The exercise:
Can you copy the entries again, starting at the one containing "point: the green foliage in this photo" and ending at the last entry, both included, with 98 added to every point coordinate in the answers? Leave the pictures out.

The data:
- - -

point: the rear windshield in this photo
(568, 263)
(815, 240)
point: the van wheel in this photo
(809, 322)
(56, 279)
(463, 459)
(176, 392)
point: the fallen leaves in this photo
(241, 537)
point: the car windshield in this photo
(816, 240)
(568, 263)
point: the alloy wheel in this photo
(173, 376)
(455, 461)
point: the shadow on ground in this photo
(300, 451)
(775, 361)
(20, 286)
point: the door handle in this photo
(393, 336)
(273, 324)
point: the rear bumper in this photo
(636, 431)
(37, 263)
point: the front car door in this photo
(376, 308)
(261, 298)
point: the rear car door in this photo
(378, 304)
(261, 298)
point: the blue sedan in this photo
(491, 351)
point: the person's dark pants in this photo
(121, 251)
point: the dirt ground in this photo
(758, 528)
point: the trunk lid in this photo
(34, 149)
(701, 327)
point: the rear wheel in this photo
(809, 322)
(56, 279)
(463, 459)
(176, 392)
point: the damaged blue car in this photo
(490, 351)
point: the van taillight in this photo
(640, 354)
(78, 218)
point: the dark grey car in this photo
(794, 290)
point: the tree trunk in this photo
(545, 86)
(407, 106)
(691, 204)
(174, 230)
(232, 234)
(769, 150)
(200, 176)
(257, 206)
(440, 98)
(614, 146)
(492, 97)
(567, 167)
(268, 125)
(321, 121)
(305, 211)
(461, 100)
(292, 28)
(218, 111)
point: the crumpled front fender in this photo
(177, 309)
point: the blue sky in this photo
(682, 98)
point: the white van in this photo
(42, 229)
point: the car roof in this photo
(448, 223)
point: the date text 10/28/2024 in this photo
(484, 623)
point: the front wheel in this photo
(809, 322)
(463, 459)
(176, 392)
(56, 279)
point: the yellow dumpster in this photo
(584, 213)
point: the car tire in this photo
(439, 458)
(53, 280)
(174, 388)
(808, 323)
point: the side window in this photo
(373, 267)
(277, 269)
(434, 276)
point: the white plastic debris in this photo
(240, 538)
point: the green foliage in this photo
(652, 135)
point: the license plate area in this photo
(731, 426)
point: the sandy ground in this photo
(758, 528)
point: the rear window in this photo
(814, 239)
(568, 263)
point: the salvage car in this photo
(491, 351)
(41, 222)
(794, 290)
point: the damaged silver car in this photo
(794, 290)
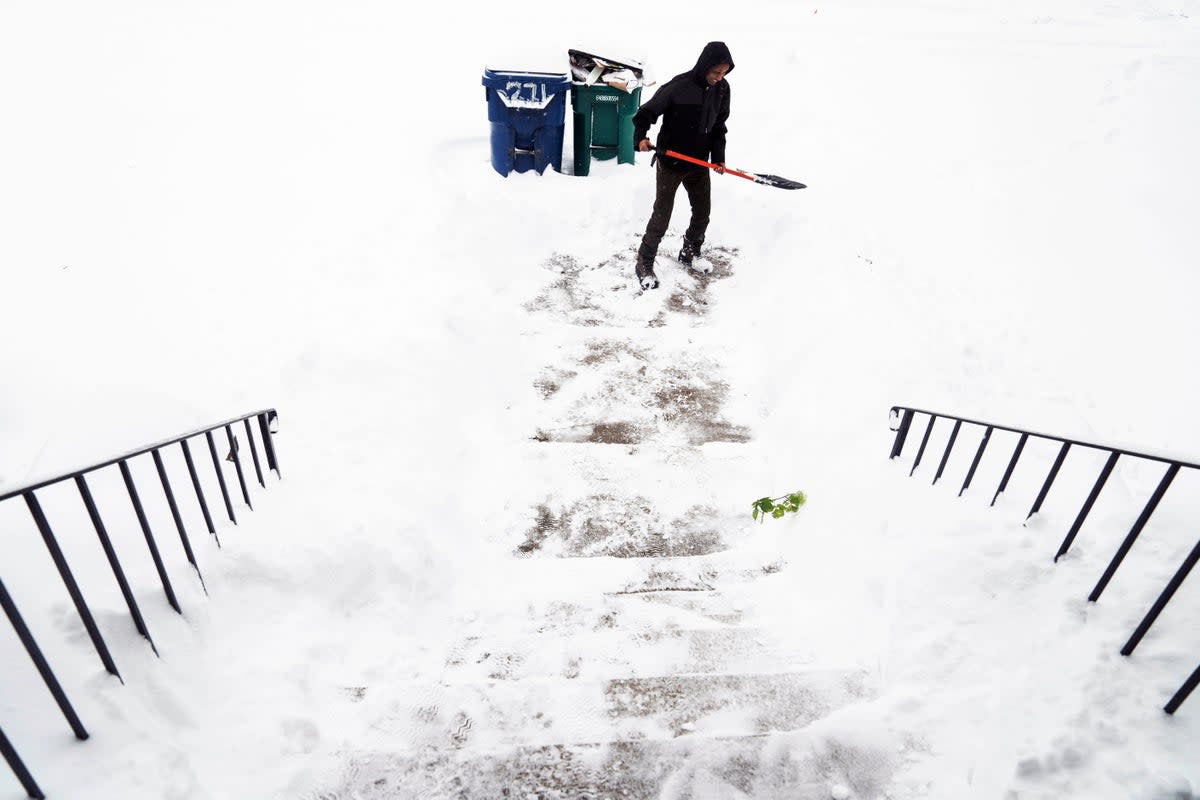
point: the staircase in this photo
(660, 684)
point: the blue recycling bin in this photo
(527, 112)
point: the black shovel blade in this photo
(775, 180)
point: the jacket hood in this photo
(714, 53)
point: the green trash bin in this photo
(604, 124)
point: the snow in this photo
(514, 485)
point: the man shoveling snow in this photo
(694, 107)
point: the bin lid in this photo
(527, 58)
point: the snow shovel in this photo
(766, 180)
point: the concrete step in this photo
(795, 767)
(562, 710)
(645, 648)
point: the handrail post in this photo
(18, 768)
(1132, 536)
(1087, 505)
(149, 536)
(1182, 695)
(81, 605)
(43, 668)
(1163, 599)
(901, 433)
(113, 561)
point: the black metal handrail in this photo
(903, 417)
(268, 421)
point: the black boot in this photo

- - -

Solution to this problem:
point: the green foliage in this photo
(750, 233)
point: the license plate area in this photo
(829, 524)
point: the sandy ground in this photo
(856, 626)
point: the rear window in this photo
(912, 337)
(666, 361)
point: the salvage car in this photo
(589, 449)
(139, 320)
(892, 388)
point: the damaged silver car in this photo
(892, 388)
point: the staircase in this photo
(758, 782)
point: the blue recycling bin in this photo
(625, 210)
point: the black shovel blade in this photo
(873, 278)
point: the jacket hood in this photo
(812, 151)
point: the green trash bin in this photo
(702, 222)
point: the snow in this photo
(612, 583)
point: the man shoveling snow in this photo
(792, 205)
point: the bin lid in this photo
(625, 156)
point: the snow shovel in this photo
(864, 278)
point: the concrete step in this photo
(893, 865)
(660, 808)
(743, 746)
point: the handrail post in this photo
(116, 866)
(1230, 634)
(1185, 603)
(247, 634)
(1280, 793)
(179, 703)
(141, 766)
(1261, 697)
(999, 531)
(211, 659)
point: the black metal handrail in this photo
(1001, 515)
(366, 519)
point: the black boot in this photo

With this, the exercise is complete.